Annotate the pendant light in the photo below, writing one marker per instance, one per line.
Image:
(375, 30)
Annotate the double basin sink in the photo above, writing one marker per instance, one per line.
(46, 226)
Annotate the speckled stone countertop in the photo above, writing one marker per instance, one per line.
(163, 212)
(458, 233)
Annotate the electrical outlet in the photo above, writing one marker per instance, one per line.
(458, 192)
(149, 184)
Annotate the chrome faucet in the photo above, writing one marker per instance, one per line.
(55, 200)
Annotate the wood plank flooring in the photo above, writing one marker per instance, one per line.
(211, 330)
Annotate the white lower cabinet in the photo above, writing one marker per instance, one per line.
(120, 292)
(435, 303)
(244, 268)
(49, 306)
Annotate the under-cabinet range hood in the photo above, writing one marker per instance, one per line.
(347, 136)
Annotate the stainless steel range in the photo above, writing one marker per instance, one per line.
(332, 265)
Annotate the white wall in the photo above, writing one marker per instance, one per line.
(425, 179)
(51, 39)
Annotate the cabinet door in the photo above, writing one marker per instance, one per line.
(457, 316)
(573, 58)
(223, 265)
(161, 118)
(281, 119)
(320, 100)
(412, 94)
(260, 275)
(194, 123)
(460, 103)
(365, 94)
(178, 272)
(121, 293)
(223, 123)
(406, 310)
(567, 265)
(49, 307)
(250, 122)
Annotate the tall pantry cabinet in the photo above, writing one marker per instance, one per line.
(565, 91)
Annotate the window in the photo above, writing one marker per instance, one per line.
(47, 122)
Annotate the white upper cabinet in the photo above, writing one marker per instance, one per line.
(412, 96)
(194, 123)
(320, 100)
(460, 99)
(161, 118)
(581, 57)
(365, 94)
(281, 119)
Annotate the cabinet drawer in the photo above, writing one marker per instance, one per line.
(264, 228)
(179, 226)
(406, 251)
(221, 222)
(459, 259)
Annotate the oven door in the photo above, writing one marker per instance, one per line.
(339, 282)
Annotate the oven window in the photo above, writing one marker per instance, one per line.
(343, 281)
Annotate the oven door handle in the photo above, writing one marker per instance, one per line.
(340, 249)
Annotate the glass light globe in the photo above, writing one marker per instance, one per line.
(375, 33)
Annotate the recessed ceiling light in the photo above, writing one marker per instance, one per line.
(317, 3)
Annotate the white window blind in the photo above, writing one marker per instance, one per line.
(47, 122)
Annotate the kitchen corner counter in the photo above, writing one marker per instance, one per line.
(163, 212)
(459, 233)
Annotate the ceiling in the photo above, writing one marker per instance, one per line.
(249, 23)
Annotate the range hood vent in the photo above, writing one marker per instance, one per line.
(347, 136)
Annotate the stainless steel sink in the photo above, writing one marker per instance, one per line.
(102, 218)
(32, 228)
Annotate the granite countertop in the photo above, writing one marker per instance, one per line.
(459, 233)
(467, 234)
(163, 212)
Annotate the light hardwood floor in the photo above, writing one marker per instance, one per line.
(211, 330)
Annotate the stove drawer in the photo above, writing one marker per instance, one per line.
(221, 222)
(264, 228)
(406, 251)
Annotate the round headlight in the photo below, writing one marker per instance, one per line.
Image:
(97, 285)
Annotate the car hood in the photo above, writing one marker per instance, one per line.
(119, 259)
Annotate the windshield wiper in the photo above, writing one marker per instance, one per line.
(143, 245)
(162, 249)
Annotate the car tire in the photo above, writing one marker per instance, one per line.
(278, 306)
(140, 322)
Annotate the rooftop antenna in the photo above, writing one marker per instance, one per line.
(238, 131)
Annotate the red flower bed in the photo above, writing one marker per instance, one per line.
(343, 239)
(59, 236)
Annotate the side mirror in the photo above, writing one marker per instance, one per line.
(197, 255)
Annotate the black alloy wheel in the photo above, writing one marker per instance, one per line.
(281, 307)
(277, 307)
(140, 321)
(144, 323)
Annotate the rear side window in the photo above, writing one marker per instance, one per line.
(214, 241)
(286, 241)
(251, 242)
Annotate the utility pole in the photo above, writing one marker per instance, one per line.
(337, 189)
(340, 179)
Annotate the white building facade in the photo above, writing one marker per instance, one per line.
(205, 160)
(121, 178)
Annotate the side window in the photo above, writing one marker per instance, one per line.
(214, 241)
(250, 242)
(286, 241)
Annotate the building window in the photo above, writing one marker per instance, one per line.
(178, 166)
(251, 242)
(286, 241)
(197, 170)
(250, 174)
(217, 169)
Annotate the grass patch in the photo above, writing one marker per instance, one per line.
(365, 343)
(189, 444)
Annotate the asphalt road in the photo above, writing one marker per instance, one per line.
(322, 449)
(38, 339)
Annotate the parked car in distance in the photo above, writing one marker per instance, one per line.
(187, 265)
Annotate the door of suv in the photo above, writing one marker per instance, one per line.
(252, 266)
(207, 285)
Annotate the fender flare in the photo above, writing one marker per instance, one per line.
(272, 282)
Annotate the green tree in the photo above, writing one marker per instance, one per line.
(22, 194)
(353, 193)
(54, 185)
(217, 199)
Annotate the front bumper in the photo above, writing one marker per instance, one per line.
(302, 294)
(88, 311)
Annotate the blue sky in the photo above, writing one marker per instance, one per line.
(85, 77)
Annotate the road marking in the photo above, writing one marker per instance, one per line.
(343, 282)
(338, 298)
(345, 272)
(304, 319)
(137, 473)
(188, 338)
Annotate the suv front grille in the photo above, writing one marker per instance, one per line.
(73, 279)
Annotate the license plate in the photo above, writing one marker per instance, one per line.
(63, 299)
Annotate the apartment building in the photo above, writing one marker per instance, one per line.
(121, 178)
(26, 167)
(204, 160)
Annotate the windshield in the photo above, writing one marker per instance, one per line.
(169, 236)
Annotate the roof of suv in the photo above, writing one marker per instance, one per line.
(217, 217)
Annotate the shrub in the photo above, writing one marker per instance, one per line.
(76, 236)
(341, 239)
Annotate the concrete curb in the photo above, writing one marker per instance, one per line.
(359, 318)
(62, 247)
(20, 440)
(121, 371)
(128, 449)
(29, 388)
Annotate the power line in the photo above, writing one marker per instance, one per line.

--- THE REQUEST ---
Copy every item above word for word, keeping the original order and line breaks.

--- SOLUTION TO THIS EXERCISE ---
Annotate the pendant light in the photo below, writing one marker per instance, one per line.
Image:
(375, 30)
Annotate the double basin sink in the photo above, writing one marker per instance, one per line.
(46, 226)
Annotate the speckled stone countertop in the photo above, writing one marker per instance, one per line.
(163, 212)
(458, 233)
Annotate the electrical outlet in the photo above, writing one marker per instance, one per line.
(458, 192)
(149, 184)
Annotate the chrome faucet in the photo above, writing one marker per instance, one per line.
(55, 200)
Annotate the wood plank flooring in the photo above, writing one marker per instance, one per line.
(211, 330)
Annotate the white lower cabinet in the photo above, writing one marker per instance, one per line.
(120, 292)
(435, 303)
(244, 268)
(49, 306)
Annotate the under-cabinet range hood in the photo above, writing one marker per instance, one per line.
(347, 136)
Annotate the stainless steel range in the photo above, writing one marker per instance, one per line.
(332, 265)
Annotate the white wall in the photo above, writing one marker per instance, one per line.
(425, 179)
(51, 39)
Annotate the cabinet door in the photo above, writing one marker per instance, one per line.
(457, 316)
(573, 58)
(223, 265)
(161, 118)
(281, 119)
(320, 100)
(412, 94)
(260, 275)
(194, 123)
(460, 103)
(365, 94)
(178, 272)
(121, 293)
(223, 123)
(406, 310)
(567, 265)
(49, 307)
(250, 122)
Annotate the tall pantry cabinet in the photo above, writing one marker per instance, one per line.
(565, 91)
Annotate the window in the photo above, writing one marker per instance, one per line.
(47, 122)
Annotate the white upper cabinet in the photo above, writing one marker per instance, one per line.
(412, 96)
(194, 123)
(320, 100)
(460, 99)
(161, 118)
(581, 57)
(365, 94)
(281, 119)
Annotate the cabinet drawer in the photo above, writing one marker per instance, one per line.
(264, 228)
(179, 226)
(406, 251)
(221, 222)
(459, 259)
Annotate the oven door in the photo above, writing one marker per instance, one per line.
(339, 282)
Annotate the oven window in the photo above, writing one marker per instance, one per line.
(343, 281)
Annotate the oven door handle in the photo above, writing one marker per instance, one per line.
(340, 249)
Annotate the glass light globe in the photo above, writing one marker per instance, one per line.
(375, 33)
Annotate the recessed ceiling light in the photo above, writing one marker per instance, one per line.
(317, 3)
Annotate the white window blind in the photo above, writing one marker per instance, one per line.
(47, 122)
Annotate the kitchen corner counter in the photo above, writing one marker per instance, one per line.
(163, 212)
(459, 233)
Annotate the ceiling in the photo above, writing one marker per instance, one per line.
(249, 23)
Annotate the range hood vent in the photo above, writing one marker per instance, one per line.
(347, 136)
Annotate the stainless steel sink in the photo above, writing one marker per instance, one per line.
(102, 218)
(32, 228)
Annotate the granite countertop in the photo above, writing one marker per instance, one per line.
(459, 233)
(467, 234)
(163, 212)
Annotate the light hardwood floor in the photo above, writing one marker per instance, one per line.
(211, 330)
Annotate the stove drawer in the photo above, writing one marker per instance, one per line.
(221, 222)
(264, 228)
(406, 251)
Annotate the round headlight in the photo below, writing one marker per instance, one per line.
Image:
(97, 285)
Annotate the car hood in the photo above, writing one marker per instance, one per line.
(119, 259)
Annotate the windshield wiper in the photo above, writing one marker per instance, one per line.
(143, 245)
(162, 249)
Annotate the car tire in the photo above, writing one marker per instance, one per line.
(278, 306)
(140, 322)
Annotate the rooftop antenna in the photo above, writing one marker per instance, one per line.
(238, 131)
Annotate the red flower bed in the photo above, writing one marker per instance, one per line.
(343, 239)
(59, 236)
Annotate the side mirror in the photo above, writing one marker per instance, one per line.
(197, 255)
Annotate the black alloy wheel in the photo above, writing one marker per instance, one per line.
(281, 307)
(277, 307)
(140, 321)
(144, 323)
Annotate the rear side window in the photo above, writing one marker per instance, one per line.
(214, 241)
(286, 241)
(251, 242)
Annotate the utility pole in the photo above, writing one marker per instance, one per line.
(337, 189)
(340, 179)
Annotate the white building facade in the photo above, writing one marker per instance, one per line.
(205, 160)
(121, 178)
Annotate the side window in the photo above, writing one marker per instance, one per line.
(214, 241)
(250, 242)
(286, 241)
Annotate the building window in the photo above, writing one marker per instance, one per line.
(178, 166)
(251, 242)
(286, 241)
(197, 170)
(250, 174)
(217, 169)
Annotate the grass patch in the photo above, writing one marker per instance, one per line.
(365, 343)
(189, 444)
Annotate the asphalt road in the photo above, writing one marker per instance, one per line.
(322, 449)
(38, 339)
Annotate the parked car in distance in the photo above, writing one marker per instance, one per line.
(187, 265)
Annotate the door of suv in the photo above, writing one marker per instance, one per line.
(252, 266)
(207, 285)
Annotate the fender flare in the photo above, writing one marker per instance, one per line.
(272, 282)
Annotate the green tree in the photo above, writing one marker per instance, one per line.
(22, 194)
(353, 193)
(54, 185)
(217, 199)
Annotate the front bumper in the photo above, writing one marker per instance, one per line.
(302, 294)
(88, 311)
Annotate the blue sky in the photo above, writing one marker per instance, one per line.
(85, 77)
Annotate the road marking in the photo above, writing one marker per instance, one per line.
(343, 282)
(338, 298)
(345, 272)
(304, 319)
(137, 473)
(188, 338)
Annotate the suv front grille in the photo above, writing one marker per instance, one per line.
(73, 279)
Annotate the license plate in the photo above, writing one marker per instance, one per line.
(63, 299)
Annotate the apartment building in the photo above, writing one marker per instance, one per line.
(121, 178)
(26, 167)
(204, 160)
Annotate the windshield in the photo above, writing one marker per instance, one per line.
(169, 236)
Annotate the roof of suv in the photo above, writing one marker per instance, one per line.
(217, 217)
Annotate the shrub in the photo above, writing one marker per instance, one per line.
(76, 236)
(341, 239)
Annotate the concrete curb in the photo above, writing one marker per instance, one per line.
(359, 318)
(62, 247)
(20, 440)
(121, 371)
(128, 449)
(29, 388)
Annotate the power line in the photo above, writing one marker per instance, one per line.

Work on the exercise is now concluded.